- **Excerpt to read**:
## start

Each time you crystallise some of your fund (which you have to do to extract some money) I think that will be a BCE trigger.
This might be a start.
https://adviser.royallondon.com/technical-central/pensions/benefit-options/lifetime-allowance/0 -
No it will be tested against the LTA whenever you take anything out (55 if that is your plan). LTA may rise by the time you are 55.
as you are under 40 open and use a LISA.0 -
Complex.
The LTA operates as a % when slices of pension are "marked for income" (taking TFLS via FAD and setting up a 0 or higher income on the 75%. Or as income is taken out crystallised in slices UFPLS bit at a time, 25% tax free, 75% income taxed on each slice. Either way the value accessed (crystallised) consumes a % of LTA and it is the % that is tracked.
Essentially each time a chunk of pension is touched. The amount consumes the relevant % of the then current allowance.
The cash value of the allowance is (sometimes) indexed - so that moves over the years. Some people fixed their allowance (with a protection certificate such as when the LTA has been cut in a major way). This has happened several times. The price of entry to protection is typically stopping contributons and no more tax relief but even this varies across many types of protection
When you "run out" of allowance i.e. reach 100% crystallisation via either access method then two things happen
No more tax free cash on amounts above 100% LTA
A 25% penalty tax on anything else you "touch" when you touch it i.e access it for the first time
Then when you reach age 75 two further things happen again. BCE5A, 5B.

## end

- **What you need to do**: In the pension allowance excerpt, what happens to tax-free cash once 100% of the lifetime allowance has been crystallised?

(Entries from a point annotation set)
## start

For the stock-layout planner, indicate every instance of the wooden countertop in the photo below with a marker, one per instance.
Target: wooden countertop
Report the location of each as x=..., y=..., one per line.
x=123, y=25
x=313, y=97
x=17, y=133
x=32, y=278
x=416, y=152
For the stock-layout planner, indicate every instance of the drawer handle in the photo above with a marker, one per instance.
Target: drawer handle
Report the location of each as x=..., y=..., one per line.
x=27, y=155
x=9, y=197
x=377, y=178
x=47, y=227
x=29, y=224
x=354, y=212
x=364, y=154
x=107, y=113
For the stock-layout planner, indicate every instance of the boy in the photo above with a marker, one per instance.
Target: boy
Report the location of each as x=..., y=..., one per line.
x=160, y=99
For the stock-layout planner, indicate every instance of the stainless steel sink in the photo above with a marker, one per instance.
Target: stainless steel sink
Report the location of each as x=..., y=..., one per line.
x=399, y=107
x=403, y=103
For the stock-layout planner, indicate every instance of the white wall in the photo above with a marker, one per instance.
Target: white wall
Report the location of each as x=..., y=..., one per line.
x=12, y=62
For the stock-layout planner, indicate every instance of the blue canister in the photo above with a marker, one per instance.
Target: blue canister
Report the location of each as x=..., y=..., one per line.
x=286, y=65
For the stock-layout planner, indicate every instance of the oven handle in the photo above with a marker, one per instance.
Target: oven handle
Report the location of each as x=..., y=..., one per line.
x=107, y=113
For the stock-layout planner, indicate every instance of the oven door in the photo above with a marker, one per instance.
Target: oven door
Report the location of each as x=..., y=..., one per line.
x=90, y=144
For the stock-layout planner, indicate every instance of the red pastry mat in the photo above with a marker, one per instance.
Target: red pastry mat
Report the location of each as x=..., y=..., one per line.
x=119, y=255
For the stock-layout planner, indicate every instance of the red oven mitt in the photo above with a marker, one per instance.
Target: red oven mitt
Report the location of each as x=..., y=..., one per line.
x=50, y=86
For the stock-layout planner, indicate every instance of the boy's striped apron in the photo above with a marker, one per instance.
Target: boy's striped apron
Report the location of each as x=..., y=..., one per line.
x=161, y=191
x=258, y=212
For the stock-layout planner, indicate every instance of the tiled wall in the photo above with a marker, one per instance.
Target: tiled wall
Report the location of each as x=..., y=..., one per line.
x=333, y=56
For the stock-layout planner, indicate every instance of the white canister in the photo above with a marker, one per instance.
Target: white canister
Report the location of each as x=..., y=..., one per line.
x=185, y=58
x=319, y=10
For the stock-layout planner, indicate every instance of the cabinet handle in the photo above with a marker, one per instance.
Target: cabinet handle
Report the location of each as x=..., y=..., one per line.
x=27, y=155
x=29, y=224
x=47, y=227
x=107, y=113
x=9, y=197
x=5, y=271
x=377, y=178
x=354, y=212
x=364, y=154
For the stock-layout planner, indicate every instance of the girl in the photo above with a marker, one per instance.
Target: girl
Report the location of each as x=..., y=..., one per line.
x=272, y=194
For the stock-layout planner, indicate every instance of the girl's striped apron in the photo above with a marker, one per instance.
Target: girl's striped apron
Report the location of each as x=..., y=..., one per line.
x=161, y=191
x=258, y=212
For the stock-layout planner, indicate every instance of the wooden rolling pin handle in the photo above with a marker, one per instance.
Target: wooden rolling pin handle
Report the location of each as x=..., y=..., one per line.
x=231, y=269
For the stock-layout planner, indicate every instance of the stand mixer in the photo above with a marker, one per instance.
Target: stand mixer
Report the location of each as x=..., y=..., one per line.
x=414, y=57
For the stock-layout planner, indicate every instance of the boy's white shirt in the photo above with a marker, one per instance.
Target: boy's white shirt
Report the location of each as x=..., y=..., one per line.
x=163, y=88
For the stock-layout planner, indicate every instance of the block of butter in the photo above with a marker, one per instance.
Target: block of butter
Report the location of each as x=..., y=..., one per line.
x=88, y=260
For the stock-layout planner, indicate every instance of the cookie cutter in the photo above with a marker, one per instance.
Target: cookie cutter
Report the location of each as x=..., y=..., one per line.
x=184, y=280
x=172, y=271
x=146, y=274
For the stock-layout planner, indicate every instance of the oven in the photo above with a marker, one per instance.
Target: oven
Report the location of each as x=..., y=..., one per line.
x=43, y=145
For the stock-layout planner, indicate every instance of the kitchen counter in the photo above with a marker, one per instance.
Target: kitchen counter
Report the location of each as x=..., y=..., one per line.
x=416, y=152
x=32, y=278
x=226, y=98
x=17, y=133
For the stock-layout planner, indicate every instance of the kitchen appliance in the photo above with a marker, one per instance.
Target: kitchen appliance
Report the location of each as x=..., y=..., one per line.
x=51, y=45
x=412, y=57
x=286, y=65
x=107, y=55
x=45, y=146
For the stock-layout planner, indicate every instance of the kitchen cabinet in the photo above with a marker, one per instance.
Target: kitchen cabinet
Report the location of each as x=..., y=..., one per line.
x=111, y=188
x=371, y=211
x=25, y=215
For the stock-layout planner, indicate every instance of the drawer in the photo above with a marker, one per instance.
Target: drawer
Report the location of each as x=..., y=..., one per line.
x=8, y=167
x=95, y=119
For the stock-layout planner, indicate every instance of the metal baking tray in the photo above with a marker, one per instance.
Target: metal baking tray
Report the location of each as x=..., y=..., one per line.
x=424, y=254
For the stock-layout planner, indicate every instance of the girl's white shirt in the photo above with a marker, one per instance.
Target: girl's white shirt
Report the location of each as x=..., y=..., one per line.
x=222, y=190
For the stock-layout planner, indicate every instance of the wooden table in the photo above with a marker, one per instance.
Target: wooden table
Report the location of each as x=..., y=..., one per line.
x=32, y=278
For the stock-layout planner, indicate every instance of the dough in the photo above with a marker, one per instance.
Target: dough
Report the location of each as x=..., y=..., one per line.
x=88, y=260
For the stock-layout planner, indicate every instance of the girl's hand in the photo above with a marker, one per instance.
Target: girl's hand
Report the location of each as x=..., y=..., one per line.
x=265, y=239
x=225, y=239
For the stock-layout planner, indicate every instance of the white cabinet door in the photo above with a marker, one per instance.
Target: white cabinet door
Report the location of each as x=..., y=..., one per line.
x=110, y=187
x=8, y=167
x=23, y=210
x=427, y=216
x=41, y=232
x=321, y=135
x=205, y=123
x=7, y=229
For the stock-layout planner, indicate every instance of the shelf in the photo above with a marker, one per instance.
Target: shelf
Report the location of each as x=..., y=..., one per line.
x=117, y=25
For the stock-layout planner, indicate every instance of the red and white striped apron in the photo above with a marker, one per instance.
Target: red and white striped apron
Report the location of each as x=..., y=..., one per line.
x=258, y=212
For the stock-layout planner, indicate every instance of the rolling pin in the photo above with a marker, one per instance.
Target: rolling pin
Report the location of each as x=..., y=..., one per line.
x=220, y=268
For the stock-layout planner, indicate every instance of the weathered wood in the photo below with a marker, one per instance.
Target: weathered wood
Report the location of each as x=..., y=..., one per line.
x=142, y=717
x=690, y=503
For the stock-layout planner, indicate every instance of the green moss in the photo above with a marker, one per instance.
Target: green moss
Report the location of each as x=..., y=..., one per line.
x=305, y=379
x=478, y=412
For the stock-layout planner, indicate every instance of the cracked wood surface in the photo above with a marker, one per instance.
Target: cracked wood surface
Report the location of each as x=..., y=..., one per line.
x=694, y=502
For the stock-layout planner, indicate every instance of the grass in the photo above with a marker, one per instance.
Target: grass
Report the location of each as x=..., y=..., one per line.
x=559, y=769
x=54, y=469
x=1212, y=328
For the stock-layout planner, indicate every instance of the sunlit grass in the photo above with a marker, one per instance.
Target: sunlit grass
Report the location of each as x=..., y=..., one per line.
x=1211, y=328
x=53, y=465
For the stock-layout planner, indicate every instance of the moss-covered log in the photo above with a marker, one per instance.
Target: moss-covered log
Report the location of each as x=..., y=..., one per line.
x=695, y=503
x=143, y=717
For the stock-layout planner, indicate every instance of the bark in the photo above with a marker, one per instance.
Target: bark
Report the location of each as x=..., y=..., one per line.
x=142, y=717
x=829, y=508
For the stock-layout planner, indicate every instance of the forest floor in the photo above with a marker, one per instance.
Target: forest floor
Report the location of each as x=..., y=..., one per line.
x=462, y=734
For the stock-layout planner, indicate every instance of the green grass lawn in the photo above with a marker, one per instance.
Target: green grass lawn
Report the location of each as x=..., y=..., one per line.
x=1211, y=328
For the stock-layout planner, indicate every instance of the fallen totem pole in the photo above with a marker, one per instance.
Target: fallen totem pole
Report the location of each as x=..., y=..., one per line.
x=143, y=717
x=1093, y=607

## end

- **Task answer**: No more tax-free cash is available on amounts above 100% of the LTA.